=== Information provided ===
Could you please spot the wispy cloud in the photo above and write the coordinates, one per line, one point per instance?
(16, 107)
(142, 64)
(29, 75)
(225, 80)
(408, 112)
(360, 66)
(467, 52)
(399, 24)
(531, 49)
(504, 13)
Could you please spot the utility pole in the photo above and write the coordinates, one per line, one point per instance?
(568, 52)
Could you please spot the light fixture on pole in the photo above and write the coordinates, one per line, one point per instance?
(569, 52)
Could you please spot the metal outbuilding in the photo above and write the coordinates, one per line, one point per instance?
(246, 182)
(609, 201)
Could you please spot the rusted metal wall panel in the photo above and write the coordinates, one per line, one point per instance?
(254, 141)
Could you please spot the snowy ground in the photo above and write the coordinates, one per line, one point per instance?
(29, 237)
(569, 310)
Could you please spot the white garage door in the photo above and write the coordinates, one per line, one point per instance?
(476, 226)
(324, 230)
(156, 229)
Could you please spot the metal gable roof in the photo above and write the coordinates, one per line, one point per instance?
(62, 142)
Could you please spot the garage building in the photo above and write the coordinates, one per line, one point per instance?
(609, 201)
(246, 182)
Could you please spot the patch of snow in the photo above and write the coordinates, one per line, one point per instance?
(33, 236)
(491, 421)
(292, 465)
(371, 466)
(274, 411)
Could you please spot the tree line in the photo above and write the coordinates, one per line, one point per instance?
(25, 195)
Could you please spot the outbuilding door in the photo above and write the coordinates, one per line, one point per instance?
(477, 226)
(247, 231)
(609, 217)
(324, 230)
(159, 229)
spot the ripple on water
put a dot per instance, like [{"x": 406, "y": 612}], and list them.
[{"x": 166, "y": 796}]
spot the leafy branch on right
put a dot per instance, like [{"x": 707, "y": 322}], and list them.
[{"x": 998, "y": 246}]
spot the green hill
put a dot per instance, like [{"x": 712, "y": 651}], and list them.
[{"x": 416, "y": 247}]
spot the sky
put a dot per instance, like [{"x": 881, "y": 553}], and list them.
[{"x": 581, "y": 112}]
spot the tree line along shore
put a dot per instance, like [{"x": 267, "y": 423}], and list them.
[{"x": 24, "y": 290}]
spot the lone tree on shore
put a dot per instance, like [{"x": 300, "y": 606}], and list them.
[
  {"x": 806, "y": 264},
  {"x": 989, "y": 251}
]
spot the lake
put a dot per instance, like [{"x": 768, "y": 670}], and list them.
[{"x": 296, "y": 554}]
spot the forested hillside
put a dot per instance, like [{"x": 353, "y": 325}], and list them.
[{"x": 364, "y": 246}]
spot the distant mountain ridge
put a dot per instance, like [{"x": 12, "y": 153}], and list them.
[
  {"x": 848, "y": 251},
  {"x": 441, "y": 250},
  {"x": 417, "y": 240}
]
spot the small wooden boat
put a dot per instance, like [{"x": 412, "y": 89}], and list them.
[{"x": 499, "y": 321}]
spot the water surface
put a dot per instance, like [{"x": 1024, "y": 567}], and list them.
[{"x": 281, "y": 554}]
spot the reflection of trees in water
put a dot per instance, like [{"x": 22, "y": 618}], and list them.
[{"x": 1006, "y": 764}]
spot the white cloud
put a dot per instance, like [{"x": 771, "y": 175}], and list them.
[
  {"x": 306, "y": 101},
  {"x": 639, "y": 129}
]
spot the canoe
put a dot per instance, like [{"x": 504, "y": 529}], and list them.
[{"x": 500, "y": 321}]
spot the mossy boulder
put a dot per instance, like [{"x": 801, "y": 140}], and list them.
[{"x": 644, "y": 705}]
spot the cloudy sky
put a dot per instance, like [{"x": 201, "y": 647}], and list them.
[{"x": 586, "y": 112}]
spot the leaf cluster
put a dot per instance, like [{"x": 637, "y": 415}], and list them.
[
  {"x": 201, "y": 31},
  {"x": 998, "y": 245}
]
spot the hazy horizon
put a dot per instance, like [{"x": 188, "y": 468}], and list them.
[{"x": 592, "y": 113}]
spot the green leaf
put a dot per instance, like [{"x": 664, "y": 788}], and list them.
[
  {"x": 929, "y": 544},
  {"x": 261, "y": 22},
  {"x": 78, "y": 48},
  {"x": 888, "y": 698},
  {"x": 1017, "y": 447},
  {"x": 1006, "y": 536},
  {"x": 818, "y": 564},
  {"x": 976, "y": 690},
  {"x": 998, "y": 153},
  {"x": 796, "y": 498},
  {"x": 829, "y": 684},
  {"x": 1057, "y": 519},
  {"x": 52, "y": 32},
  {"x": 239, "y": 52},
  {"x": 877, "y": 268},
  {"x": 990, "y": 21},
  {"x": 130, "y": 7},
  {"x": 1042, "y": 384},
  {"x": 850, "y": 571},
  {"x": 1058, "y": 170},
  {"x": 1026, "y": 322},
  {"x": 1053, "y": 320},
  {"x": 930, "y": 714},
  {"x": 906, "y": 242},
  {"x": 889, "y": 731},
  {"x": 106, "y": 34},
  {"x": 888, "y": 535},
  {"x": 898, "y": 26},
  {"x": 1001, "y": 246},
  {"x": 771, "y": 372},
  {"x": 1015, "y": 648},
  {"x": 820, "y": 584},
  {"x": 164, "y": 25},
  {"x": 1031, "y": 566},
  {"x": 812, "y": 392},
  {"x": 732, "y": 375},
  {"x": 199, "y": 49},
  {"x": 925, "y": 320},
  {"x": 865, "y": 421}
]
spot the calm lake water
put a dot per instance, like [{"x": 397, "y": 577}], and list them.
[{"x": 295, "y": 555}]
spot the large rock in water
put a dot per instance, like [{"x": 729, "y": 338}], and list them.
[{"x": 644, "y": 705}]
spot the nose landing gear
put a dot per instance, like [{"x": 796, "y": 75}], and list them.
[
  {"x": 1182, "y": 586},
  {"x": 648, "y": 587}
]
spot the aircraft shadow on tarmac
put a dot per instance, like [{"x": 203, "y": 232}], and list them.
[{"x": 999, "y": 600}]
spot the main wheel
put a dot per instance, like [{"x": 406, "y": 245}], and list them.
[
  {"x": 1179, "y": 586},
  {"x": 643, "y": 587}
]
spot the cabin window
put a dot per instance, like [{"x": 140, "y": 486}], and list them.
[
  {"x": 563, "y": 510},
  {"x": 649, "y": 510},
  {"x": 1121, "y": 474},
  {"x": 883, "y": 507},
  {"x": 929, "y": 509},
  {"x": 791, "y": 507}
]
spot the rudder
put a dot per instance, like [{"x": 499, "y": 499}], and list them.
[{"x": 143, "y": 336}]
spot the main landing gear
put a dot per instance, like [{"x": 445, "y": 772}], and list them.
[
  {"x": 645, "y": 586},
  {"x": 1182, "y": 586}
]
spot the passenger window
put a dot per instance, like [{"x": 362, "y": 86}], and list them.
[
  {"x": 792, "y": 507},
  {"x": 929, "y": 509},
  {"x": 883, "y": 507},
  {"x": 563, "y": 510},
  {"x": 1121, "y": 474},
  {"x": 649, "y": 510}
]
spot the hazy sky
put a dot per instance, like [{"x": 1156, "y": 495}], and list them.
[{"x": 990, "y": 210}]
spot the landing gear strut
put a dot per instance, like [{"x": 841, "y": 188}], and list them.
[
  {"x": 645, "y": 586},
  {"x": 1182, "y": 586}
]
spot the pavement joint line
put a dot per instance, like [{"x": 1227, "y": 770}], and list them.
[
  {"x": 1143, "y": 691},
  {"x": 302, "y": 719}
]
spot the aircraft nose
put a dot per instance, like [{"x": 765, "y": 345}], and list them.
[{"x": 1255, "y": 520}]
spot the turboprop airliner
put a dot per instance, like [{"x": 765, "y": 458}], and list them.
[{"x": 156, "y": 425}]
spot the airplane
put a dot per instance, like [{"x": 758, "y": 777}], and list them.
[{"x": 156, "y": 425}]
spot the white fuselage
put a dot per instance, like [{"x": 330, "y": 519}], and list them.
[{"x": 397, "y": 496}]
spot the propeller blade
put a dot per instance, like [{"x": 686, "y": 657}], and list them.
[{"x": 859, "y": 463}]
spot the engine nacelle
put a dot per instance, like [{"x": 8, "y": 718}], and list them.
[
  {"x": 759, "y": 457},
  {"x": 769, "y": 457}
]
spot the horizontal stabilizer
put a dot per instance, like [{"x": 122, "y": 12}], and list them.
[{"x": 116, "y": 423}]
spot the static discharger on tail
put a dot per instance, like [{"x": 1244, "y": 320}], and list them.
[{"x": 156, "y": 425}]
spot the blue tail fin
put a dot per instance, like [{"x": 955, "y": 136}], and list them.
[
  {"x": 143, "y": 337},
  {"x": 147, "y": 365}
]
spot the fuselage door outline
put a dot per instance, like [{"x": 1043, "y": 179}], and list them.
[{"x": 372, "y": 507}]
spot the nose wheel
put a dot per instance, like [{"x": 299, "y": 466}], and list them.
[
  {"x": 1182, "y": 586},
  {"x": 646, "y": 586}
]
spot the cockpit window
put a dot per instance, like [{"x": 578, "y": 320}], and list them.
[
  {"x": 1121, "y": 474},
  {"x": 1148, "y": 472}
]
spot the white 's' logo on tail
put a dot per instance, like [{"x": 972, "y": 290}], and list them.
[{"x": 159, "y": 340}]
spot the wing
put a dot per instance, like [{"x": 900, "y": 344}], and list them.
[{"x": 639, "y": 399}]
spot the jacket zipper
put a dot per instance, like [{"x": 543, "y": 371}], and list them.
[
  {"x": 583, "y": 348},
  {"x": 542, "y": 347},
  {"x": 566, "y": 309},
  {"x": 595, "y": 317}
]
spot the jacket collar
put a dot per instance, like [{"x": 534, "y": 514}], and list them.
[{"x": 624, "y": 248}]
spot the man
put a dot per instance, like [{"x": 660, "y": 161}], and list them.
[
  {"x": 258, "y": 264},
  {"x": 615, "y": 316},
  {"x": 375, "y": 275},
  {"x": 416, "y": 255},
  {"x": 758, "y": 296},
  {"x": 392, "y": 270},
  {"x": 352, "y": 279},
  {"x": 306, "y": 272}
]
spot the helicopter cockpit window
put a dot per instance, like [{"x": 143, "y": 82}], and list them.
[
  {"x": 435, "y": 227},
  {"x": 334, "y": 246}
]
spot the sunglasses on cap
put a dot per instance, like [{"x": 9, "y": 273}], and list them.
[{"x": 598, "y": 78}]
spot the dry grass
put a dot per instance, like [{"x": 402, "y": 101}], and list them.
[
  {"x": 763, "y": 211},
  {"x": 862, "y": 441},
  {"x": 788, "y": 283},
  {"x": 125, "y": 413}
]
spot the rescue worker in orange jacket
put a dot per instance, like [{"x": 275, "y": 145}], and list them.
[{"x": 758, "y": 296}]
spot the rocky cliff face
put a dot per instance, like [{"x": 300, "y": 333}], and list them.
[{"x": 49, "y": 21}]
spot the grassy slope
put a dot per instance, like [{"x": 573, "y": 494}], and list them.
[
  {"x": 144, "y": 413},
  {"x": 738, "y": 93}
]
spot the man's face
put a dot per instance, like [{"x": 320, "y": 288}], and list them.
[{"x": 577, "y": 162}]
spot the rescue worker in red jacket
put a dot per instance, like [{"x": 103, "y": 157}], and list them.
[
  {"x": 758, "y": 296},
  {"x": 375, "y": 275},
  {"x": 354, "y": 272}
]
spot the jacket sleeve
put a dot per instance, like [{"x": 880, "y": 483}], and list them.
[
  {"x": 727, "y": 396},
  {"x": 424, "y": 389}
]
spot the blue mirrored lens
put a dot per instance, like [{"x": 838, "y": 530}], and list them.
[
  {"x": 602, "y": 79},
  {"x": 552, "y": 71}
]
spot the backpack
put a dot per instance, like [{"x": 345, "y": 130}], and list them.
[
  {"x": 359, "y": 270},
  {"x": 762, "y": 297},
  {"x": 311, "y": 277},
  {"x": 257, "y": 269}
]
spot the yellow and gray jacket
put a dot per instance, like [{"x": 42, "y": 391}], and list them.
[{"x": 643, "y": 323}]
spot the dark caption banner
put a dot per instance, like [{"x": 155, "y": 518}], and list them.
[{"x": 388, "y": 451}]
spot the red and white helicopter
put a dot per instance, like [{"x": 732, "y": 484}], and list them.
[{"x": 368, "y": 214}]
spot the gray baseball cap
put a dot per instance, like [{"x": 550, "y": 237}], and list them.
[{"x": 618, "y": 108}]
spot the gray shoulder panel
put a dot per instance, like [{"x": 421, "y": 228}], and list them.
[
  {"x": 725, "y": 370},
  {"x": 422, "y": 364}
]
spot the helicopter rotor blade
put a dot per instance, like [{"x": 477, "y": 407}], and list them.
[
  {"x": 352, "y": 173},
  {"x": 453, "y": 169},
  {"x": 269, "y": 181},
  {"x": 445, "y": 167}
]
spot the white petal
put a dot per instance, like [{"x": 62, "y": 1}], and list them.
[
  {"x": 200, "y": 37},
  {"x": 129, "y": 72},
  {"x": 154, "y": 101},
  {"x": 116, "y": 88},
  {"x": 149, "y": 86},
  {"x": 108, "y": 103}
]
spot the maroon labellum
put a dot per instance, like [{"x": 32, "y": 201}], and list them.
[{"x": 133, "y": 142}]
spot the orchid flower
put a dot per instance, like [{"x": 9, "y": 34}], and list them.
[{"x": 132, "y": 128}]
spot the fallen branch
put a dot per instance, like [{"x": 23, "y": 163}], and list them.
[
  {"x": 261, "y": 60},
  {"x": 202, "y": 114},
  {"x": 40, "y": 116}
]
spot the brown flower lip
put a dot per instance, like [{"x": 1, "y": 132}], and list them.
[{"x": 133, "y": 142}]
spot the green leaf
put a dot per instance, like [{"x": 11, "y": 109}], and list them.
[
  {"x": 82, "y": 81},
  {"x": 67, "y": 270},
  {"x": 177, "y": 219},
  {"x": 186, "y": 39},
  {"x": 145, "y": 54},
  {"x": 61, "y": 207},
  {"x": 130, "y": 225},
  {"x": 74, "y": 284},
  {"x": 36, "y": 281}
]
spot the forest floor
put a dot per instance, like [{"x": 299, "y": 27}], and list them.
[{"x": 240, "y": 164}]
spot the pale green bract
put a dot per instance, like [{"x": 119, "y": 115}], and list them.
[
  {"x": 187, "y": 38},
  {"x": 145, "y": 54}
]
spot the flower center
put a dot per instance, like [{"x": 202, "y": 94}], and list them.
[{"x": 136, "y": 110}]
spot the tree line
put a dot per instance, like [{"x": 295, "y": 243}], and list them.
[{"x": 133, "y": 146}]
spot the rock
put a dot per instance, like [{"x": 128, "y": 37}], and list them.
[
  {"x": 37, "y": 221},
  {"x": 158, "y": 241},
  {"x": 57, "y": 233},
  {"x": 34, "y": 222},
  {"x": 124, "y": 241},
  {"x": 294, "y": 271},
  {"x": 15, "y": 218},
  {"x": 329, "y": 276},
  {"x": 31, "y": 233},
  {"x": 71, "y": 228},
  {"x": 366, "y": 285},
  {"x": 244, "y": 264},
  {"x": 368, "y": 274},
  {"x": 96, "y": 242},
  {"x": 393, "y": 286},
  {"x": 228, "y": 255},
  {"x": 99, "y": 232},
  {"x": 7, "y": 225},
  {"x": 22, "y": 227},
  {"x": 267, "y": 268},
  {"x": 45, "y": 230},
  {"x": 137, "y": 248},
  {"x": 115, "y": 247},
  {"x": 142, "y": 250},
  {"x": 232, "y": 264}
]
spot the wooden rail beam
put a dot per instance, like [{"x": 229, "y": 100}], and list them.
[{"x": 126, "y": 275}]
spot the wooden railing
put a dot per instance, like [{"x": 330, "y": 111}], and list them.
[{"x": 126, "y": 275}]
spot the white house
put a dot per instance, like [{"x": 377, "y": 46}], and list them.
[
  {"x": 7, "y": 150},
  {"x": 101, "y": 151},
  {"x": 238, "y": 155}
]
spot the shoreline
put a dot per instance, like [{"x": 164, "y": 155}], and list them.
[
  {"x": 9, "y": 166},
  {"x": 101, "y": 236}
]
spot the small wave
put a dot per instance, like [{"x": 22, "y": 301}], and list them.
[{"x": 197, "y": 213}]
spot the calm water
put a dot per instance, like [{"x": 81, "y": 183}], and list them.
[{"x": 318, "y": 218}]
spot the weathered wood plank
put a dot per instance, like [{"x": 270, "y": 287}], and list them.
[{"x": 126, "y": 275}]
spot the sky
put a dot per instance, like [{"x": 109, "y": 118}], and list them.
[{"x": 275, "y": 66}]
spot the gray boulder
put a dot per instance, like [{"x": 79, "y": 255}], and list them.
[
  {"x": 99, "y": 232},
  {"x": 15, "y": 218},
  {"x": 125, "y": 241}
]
===
» Task objective:
Whenever a line of the records holds the string "blue", pick it out and copy it.

» Exercise result:
spot the blue tail fin
spot the blue mirrored lens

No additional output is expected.